TASK GOAL:
What lines below contain the word "floral"? Please pull each one out.
(DATA FOR THIS EXERCISE begins)
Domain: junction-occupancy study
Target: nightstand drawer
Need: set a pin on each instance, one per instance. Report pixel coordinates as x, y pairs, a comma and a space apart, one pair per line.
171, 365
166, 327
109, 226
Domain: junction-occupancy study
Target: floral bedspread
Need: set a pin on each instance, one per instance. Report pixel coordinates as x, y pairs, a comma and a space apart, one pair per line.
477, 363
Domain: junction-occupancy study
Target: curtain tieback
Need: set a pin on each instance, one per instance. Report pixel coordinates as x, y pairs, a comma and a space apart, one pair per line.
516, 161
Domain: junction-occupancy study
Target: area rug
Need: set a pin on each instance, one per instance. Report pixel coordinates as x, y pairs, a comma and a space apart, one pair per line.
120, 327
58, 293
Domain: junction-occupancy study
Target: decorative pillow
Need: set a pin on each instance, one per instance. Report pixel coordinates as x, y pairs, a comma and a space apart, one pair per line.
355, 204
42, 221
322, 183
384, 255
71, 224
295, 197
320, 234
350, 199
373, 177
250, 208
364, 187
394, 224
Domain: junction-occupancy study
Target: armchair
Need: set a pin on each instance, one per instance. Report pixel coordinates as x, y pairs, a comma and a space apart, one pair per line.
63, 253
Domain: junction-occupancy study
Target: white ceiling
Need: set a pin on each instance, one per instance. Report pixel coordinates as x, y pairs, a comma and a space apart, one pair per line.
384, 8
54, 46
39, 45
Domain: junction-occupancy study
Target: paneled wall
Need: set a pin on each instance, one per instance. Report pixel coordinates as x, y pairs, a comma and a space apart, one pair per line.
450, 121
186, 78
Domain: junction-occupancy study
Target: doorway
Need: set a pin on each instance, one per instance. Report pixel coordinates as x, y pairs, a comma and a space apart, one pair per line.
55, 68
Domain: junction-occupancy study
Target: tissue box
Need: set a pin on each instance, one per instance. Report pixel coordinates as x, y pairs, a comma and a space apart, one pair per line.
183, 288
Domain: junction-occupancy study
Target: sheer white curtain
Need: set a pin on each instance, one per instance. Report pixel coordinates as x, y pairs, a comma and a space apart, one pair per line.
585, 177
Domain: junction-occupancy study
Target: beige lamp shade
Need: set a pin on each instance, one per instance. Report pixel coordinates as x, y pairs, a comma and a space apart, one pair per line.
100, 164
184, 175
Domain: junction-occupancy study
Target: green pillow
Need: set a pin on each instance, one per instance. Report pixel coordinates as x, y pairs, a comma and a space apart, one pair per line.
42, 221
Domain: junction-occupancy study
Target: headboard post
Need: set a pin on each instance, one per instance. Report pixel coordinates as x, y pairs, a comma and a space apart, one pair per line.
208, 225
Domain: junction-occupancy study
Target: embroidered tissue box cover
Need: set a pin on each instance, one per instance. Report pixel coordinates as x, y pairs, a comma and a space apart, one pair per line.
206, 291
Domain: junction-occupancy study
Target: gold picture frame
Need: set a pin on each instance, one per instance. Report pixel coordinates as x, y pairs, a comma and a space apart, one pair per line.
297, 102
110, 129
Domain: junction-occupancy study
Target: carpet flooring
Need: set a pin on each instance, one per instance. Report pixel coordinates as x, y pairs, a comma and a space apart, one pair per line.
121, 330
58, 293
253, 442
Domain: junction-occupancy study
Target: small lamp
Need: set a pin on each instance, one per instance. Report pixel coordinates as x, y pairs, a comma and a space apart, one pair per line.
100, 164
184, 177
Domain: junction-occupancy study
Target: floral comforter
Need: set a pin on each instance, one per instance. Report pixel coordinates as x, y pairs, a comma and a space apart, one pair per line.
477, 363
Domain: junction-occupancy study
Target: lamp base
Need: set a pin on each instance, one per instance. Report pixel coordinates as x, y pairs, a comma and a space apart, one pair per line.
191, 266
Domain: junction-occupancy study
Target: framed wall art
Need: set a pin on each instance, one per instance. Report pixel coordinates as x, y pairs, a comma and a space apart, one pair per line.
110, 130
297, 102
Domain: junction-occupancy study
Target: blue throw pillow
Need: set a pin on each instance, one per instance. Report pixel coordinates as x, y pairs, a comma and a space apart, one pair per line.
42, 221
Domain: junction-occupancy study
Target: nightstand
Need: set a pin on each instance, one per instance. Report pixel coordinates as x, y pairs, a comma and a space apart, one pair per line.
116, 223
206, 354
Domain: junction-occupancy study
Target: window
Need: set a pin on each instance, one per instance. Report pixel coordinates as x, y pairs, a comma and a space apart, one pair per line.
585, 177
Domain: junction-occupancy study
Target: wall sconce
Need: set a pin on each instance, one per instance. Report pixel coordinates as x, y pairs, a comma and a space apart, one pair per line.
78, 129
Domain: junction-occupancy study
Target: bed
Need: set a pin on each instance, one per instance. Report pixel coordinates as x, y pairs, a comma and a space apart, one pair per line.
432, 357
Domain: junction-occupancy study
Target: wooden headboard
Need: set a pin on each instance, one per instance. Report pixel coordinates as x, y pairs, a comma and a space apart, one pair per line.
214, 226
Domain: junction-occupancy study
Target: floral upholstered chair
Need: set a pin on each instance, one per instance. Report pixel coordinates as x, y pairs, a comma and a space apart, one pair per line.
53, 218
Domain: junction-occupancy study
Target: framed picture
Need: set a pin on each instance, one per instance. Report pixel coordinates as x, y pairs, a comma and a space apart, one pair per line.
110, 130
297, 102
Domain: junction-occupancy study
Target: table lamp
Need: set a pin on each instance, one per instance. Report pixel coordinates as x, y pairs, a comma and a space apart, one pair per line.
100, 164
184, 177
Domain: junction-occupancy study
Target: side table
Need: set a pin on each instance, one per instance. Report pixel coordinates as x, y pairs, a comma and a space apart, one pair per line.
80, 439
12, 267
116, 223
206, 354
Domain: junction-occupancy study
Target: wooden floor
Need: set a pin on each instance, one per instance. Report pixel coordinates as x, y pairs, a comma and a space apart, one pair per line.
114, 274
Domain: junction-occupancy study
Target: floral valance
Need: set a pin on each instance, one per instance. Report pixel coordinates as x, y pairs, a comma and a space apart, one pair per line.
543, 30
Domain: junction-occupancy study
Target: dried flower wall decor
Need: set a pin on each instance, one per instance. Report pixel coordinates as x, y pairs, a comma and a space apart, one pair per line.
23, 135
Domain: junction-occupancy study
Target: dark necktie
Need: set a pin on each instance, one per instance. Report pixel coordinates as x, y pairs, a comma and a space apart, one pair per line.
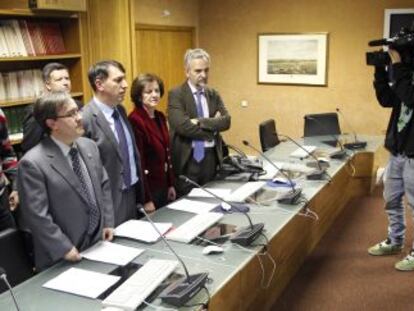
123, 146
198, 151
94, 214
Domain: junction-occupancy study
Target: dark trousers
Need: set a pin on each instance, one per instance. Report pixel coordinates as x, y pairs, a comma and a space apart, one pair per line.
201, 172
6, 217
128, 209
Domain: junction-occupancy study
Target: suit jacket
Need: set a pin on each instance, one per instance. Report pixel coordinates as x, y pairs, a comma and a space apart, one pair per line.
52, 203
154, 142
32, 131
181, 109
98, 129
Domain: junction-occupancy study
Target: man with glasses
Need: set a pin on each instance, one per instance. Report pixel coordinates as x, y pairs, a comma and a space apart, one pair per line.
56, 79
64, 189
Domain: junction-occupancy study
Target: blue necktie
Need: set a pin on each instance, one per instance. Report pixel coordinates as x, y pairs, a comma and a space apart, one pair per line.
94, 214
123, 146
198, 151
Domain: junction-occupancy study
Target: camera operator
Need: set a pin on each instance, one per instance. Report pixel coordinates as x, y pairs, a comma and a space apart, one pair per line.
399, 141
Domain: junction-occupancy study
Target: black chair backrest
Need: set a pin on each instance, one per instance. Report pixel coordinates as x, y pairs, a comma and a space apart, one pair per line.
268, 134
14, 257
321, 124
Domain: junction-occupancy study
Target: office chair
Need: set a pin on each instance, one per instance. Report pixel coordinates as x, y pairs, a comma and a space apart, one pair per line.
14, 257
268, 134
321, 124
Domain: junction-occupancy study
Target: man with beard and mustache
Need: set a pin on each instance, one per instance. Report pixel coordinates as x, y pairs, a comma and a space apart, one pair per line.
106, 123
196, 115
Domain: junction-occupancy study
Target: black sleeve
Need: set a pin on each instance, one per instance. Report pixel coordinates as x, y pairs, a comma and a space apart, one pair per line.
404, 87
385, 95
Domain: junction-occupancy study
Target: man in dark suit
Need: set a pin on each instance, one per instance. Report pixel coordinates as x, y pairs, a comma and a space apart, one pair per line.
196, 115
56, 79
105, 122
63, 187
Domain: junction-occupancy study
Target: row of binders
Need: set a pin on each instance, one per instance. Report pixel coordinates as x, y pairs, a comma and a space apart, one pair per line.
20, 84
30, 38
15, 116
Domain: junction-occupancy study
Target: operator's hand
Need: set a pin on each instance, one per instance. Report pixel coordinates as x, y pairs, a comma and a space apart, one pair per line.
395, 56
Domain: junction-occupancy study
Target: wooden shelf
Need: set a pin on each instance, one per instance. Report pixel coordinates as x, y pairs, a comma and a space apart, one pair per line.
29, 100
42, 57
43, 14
(DATA FOR THIS EXERCISE ends)
(DATA FOR THIS EXERCISE begins)
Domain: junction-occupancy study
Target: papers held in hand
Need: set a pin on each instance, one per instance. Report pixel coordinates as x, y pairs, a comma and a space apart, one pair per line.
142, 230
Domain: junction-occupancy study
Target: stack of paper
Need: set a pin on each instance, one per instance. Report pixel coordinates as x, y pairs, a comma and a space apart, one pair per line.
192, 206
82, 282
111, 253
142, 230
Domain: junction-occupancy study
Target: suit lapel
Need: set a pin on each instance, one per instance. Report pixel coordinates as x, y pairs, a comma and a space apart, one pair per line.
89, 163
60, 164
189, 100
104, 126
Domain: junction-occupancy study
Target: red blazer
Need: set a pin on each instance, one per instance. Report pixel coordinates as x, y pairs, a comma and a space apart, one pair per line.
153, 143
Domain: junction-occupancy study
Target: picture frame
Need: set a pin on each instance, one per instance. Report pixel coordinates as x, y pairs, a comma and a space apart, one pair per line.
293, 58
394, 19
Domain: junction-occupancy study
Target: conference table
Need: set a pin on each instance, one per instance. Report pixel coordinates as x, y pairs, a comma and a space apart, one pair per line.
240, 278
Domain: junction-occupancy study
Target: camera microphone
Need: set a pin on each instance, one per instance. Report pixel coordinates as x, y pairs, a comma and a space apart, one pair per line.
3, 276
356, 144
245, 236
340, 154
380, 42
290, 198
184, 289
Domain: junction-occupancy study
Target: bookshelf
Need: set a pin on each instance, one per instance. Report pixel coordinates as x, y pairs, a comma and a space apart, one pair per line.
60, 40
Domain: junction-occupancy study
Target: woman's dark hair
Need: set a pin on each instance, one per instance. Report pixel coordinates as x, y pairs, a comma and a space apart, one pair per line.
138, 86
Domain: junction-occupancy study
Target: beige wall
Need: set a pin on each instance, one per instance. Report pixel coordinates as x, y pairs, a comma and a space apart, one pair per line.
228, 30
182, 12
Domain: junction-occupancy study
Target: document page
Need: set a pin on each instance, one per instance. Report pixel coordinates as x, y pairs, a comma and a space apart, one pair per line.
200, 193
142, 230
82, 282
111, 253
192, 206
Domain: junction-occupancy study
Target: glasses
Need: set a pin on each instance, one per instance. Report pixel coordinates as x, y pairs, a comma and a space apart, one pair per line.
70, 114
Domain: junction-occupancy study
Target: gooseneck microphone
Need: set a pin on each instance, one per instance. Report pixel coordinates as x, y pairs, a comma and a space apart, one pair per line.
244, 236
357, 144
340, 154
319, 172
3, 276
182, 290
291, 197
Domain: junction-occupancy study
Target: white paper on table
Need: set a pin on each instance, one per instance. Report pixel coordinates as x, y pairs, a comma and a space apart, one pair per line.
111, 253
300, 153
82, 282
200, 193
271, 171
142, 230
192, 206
(DATA FOR THIS EXERCISE ends)
RESULT FOR THIS TASK:
Target: floral bedspread
Target: floral comforter
Target: floral upholstered chair
Target: floral valance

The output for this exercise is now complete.